*DESCRIPTION OF THE TASK*:
Starting with the line that contains "Category: adidas logo on shorts", reproduce each line through the end of the entries exactly as written.

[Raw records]
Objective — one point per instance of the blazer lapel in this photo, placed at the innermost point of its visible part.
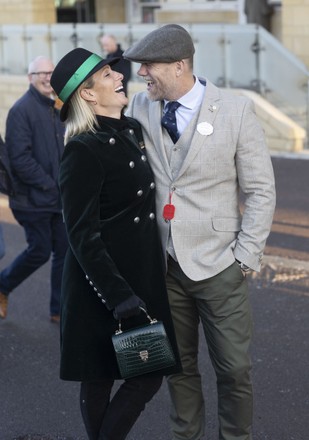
(208, 112)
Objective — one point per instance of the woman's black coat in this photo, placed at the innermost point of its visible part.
(108, 196)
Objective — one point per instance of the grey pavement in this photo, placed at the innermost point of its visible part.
(36, 405)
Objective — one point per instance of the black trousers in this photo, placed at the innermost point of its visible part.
(109, 417)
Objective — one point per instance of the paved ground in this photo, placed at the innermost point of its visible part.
(36, 405)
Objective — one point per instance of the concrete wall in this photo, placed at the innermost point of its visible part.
(295, 28)
(110, 12)
(27, 11)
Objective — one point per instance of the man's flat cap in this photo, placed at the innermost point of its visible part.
(166, 44)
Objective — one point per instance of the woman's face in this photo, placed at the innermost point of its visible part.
(107, 92)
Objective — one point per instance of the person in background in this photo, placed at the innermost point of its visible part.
(112, 49)
(115, 263)
(259, 12)
(35, 143)
(205, 145)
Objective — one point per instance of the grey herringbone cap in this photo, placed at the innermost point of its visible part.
(167, 44)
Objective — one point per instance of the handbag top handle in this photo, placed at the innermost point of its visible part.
(151, 320)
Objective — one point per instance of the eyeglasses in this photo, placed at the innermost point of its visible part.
(42, 75)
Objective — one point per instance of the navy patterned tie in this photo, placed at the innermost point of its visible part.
(169, 120)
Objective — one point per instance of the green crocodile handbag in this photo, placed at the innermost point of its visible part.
(143, 349)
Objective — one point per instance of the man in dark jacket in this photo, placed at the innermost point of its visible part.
(35, 143)
(112, 49)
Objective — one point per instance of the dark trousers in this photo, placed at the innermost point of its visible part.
(111, 418)
(45, 234)
(222, 306)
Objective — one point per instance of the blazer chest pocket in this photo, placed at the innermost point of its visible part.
(226, 224)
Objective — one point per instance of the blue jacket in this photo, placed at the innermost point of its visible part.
(35, 143)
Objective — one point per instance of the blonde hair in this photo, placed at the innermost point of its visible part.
(81, 116)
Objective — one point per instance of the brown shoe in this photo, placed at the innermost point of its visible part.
(55, 318)
(3, 305)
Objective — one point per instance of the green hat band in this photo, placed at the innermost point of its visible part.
(78, 77)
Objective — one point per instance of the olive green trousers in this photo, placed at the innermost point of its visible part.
(222, 306)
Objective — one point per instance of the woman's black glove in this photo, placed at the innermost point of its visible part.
(129, 307)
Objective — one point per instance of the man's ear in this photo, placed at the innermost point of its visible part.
(87, 95)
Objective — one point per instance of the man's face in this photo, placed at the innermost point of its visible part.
(161, 80)
(40, 76)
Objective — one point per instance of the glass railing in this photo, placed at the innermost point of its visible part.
(237, 56)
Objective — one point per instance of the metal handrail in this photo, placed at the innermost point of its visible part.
(237, 56)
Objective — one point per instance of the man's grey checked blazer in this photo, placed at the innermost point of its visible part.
(209, 231)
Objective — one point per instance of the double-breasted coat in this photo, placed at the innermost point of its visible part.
(108, 195)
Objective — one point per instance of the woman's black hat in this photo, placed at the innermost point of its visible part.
(72, 70)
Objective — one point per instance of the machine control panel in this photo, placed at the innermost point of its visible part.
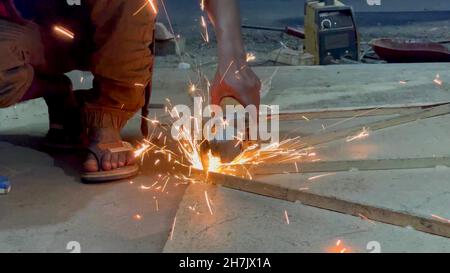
(335, 20)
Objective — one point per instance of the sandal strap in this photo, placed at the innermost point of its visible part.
(99, 150)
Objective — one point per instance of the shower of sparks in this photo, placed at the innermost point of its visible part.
(437, 80)
(202, 5)
(152, 5)
(173, 228)
(363, 134)
(338, 247)
(145, 188)
(250, 57)
(205, 32)
(208, 203)
(286, 216)
(142, 150)
(64, 32)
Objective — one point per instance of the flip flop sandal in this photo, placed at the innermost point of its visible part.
(116, 174)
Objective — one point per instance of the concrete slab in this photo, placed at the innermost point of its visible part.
(422, 138)
(243, 222)
(48, 207)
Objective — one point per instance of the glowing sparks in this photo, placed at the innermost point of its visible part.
(145, 188)
(205, 32)
(208, 203)
(152, 5)
(250, 57)
(437, 80)
(338, 247)
(173, 228)
(363, 134)
(286, 216)
(142, 150)
(64, 32)
(202, 5)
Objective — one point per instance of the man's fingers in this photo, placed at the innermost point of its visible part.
(106, 162)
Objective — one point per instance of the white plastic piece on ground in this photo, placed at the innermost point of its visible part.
(184, 66)
(162, 33)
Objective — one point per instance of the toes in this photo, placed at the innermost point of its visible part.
(114, 160)
(122, 159)
(91, 164)
(106, 162)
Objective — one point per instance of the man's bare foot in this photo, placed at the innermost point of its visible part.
(109, 161)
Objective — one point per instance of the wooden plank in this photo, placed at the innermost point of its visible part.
(325, 137)
(347, 165)
(381, 214)
(355, 112)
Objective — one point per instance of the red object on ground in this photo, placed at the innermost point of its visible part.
(410, 51)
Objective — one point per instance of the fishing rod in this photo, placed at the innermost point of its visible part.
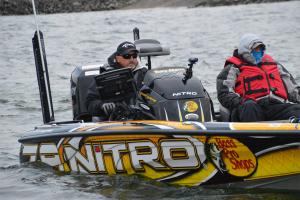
(42, 72)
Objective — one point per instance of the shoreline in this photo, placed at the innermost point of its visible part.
(24, 7)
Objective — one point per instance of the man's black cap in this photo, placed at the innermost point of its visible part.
(125, 48)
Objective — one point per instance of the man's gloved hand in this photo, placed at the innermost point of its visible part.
(108, 107)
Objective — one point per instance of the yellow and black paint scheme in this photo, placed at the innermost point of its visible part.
(183, 153)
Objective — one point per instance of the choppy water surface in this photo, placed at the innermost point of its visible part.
(87, 38)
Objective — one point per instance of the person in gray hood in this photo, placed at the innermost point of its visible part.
(125, 57)
(254, 87)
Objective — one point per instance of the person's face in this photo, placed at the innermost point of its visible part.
(128, 61)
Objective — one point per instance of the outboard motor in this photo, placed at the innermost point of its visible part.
(173, 94)
(81, 78)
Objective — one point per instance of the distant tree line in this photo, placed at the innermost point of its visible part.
(23, 7)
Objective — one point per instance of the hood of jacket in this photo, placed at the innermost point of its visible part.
(247, 43)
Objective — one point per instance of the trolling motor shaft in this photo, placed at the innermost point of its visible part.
(189, 71)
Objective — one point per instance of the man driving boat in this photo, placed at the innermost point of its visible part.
(254, 87)
(125, 57)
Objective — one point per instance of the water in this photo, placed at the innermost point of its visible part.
(87, 38)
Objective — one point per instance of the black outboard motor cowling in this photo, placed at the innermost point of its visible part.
(81, 79)
(172, 99)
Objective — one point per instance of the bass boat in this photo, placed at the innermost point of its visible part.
(169, 133)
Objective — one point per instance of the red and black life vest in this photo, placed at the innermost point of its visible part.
(256, 81)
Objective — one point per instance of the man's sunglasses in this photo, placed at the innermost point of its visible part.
(128, 56)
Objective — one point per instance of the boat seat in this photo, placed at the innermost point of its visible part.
(81, 78)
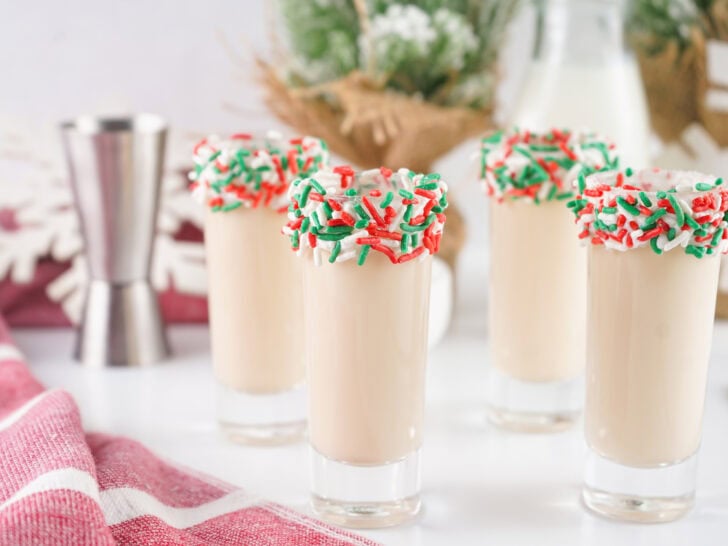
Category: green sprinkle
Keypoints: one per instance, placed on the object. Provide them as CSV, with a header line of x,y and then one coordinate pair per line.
x,y
315,220
653,244
330,236
695,251
335,252
304,196
407,213
339,229
295,239
626,206
318,187
691,222
403,243
363,254
231,206
361,212
655,216
679,214
327,209
552,192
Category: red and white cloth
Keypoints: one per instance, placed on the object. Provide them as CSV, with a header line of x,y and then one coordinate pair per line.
x,y
61,486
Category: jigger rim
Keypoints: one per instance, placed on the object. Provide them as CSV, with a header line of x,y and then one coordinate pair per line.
x,y
142,123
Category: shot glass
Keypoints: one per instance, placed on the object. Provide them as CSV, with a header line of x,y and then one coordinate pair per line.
x,y
537,282
366,243
253,279
656,238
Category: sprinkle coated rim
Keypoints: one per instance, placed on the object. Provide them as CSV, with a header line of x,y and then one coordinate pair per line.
x,y
664,209
338,214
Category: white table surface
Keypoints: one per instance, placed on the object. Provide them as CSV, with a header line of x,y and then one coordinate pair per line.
x,y
481,485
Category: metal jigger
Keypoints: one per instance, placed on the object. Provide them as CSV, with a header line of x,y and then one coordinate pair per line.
x,y
115,166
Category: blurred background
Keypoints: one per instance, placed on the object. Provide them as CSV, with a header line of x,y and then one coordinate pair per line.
x,y
297,66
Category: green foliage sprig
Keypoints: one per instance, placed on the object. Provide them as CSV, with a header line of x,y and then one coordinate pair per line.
x,y
444,51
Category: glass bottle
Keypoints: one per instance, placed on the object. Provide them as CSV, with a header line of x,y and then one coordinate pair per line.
x,y
582,76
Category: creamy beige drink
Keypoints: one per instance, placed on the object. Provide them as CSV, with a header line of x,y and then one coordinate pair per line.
x,y
656,238
253,291
537,281
648,368
366,242
537,292
366,373
254,294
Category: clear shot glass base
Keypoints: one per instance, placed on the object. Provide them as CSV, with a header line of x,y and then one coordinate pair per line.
x,y
644,495
262,419
535,407
365,496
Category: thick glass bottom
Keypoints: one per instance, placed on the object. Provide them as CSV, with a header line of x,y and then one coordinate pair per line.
x,y
539,407
262,419
365,496
645,495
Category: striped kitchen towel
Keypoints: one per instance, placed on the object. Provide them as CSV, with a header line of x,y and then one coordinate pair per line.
x,y
60,486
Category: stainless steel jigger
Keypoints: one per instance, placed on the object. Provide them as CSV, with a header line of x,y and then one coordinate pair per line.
x,y
115,166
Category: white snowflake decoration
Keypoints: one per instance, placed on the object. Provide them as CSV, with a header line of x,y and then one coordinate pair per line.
x,y
40,206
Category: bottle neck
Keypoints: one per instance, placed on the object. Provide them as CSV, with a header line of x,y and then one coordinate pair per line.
x,y
587,32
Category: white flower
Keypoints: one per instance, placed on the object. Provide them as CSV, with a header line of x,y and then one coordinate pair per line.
x,y
457,38
401,33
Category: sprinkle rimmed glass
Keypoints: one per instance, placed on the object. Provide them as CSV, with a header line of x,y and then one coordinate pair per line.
x,y
537,281
656,237
366,242
252,279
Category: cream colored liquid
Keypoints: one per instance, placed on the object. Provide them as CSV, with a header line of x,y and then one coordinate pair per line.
x,y
649,335
255,301
537,292
610,100
366,354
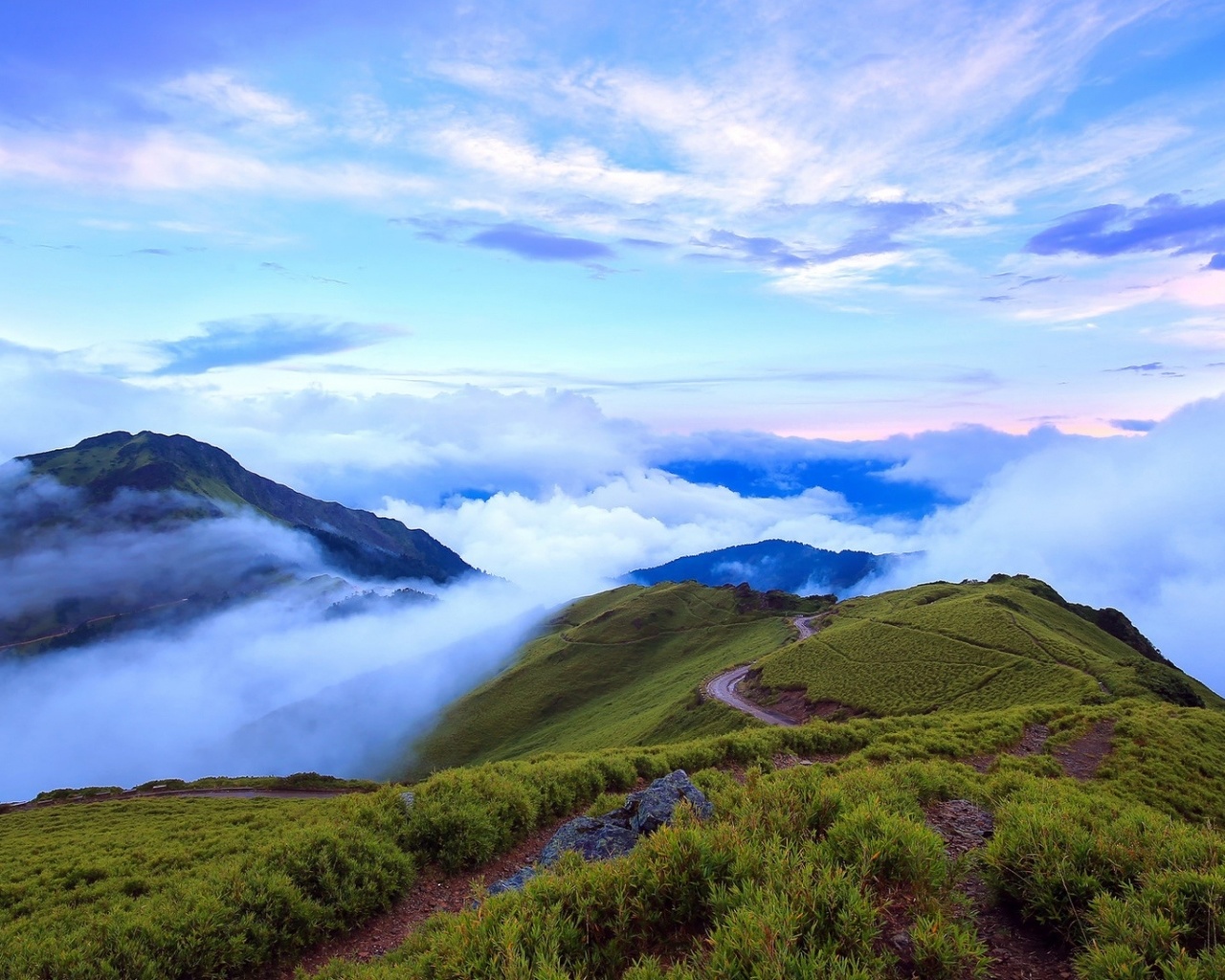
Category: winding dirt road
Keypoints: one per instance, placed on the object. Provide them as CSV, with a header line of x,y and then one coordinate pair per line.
x,y
723,687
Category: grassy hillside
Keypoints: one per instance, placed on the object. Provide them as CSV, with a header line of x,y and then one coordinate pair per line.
x,y
970,647
835,849
804,871
360,542
619,668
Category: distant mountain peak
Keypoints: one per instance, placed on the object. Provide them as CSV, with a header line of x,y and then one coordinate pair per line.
x,y
773,564
358,542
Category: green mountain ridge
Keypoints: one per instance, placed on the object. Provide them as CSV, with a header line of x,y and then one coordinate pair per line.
x,y
359,542
625,666
1054,813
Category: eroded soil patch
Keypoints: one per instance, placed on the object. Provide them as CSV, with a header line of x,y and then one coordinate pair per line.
x,y
1018,949
433,892
794,703
1081,758
1032,742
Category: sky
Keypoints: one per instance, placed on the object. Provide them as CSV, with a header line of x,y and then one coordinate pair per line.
x,y
582,287
822,219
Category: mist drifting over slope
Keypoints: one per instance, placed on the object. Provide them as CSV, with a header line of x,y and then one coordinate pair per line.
x,y
554,497
270,682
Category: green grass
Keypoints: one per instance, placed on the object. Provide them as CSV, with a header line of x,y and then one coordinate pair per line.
x,y
190,887
799,874
969,647
173,887
620,668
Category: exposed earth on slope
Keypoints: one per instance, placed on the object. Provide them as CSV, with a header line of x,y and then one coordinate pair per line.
x,y
1018,949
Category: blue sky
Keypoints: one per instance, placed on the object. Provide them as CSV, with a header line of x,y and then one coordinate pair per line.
x,y
823,219
581,288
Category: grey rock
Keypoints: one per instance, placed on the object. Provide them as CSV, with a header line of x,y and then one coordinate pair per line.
x,y
653,808
616,832
513,883
593,838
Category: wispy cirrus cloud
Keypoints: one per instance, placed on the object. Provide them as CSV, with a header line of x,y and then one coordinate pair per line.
x,y
1162,224
541,245
232,344
166,161
227,96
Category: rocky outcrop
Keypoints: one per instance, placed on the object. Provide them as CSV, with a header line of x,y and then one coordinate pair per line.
x,y
591,838
615,834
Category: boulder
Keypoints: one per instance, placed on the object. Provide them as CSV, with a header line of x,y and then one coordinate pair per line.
x,y
653,808
593,838
616,832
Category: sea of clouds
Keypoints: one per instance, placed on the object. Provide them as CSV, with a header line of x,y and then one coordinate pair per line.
x,y
556,499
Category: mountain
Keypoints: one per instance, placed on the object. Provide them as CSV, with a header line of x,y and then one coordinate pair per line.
x,y
619,668
626,666
774,564
357,542
978,779
125,532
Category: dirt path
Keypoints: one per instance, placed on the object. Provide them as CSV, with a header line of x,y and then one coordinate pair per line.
x,y
1081,758
433,892
1018,949
723,687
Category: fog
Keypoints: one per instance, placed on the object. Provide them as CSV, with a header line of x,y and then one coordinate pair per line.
x,y
275,682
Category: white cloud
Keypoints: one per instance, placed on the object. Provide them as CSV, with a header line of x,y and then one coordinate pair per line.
x,y
1133,523
163,161
222,92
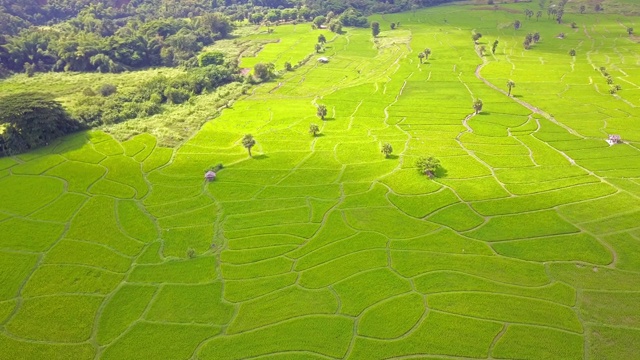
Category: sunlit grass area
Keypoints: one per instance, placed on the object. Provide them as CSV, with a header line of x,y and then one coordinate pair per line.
x,y
523,246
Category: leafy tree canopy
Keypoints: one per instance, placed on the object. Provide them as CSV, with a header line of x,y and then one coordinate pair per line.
x,y
29,120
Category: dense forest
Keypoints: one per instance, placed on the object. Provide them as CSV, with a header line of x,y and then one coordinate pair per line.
x,y
117,35
113,36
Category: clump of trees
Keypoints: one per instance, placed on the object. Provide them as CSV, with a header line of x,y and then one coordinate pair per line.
x,y
147,98
29,120
264,72
94,42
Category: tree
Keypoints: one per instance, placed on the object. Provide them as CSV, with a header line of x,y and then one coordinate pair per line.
x,y
107,89
510,85
476,36
321,111
248,142
335,26
314,129
375,28
211,58
477,106
29,120
263,72
536,37
318,21
386,149
428,166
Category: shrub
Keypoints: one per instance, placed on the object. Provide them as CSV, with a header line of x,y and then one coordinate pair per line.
x,y
107,90
176,96
29,120
88,92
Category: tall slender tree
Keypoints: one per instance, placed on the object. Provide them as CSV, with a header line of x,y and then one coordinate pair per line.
x,y
248,142
510,85
477,106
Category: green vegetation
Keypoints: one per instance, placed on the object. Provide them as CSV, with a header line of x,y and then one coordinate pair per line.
x,y
522,245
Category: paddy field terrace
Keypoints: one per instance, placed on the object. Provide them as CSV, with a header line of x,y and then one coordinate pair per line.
x,y
525,245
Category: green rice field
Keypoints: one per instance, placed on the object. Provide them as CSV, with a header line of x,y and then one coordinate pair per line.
x,y
525,246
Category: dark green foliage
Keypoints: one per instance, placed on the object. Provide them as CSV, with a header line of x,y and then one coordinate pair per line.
x,y
108,89
147,98
263,72
29,120
428,166
94,42
211,58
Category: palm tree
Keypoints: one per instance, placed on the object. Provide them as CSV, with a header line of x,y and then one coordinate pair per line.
x,y
314,129
322,111
248,142
510,85
477,106
387,149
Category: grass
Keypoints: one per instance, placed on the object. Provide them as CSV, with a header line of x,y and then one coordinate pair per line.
x,y
114,247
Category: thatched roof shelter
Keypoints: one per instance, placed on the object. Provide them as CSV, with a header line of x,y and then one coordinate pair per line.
x,y
210,176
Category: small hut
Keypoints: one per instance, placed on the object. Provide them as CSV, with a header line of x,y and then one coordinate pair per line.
x,y
210,176
614,139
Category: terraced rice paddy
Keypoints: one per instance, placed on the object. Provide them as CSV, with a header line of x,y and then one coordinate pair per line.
x,y
526,246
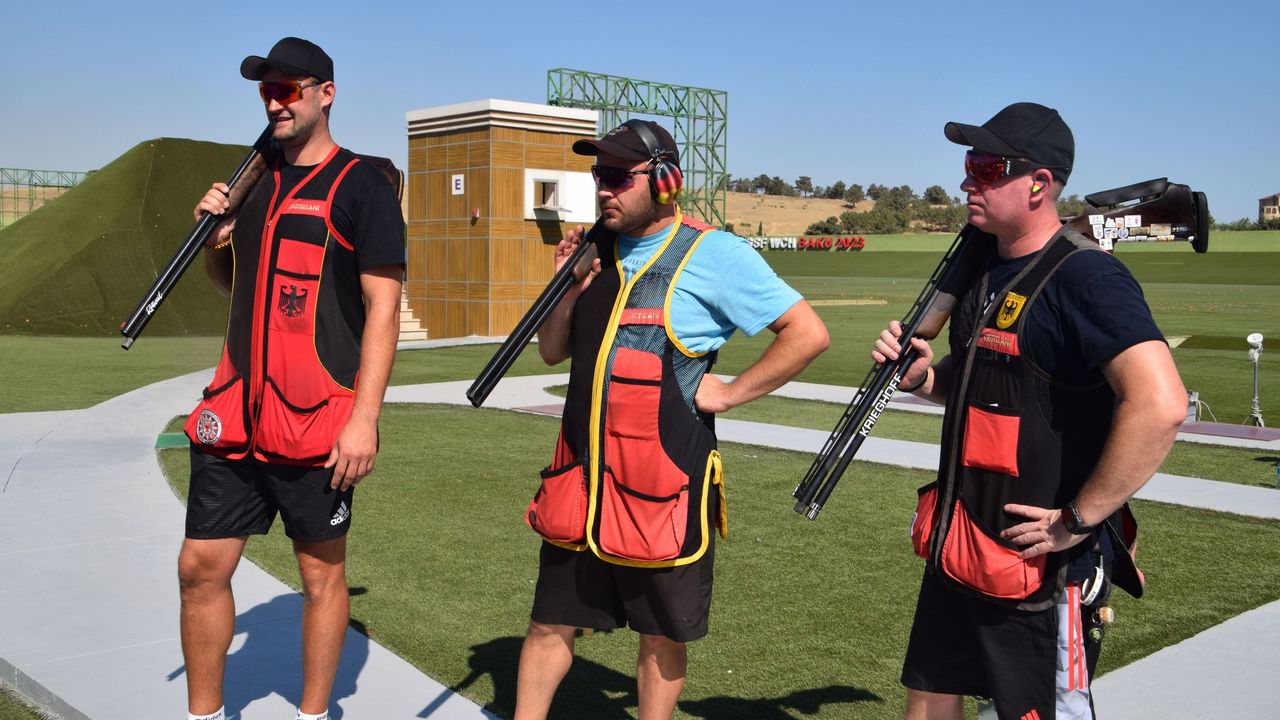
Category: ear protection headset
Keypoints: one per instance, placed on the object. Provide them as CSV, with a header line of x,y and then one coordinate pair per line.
x,y
664,177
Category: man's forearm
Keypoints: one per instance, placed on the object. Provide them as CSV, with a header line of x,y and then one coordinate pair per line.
x,y
218,264
800,338
378,351
553,343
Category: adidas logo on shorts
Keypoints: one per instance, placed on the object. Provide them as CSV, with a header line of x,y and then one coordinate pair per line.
x,y
341,515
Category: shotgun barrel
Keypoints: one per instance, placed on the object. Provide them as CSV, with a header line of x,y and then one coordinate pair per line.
x,y
237,187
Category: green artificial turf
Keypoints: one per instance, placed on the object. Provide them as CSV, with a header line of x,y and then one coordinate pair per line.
x,y
807,616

*ANSWER IN FULL*:
Category: adidas logo on shorts
Keypoints: one per instance, placed on the object. Provide them as CSV, with a header line of x,y and then one coordinate pair per line.
x,y
341,515
Category: shotgun barrel
Keypoints: one per instance, placed on the object. Provide them as CSV, with a header line of x,y and then one coordinate pair per line.
x,y
237,187
Category: green artificial turf
Keypoints: one per instance, placed on the object. Provide them as CSV, with a header line of x,y and then one coordinate pair per line.
x,y
807,616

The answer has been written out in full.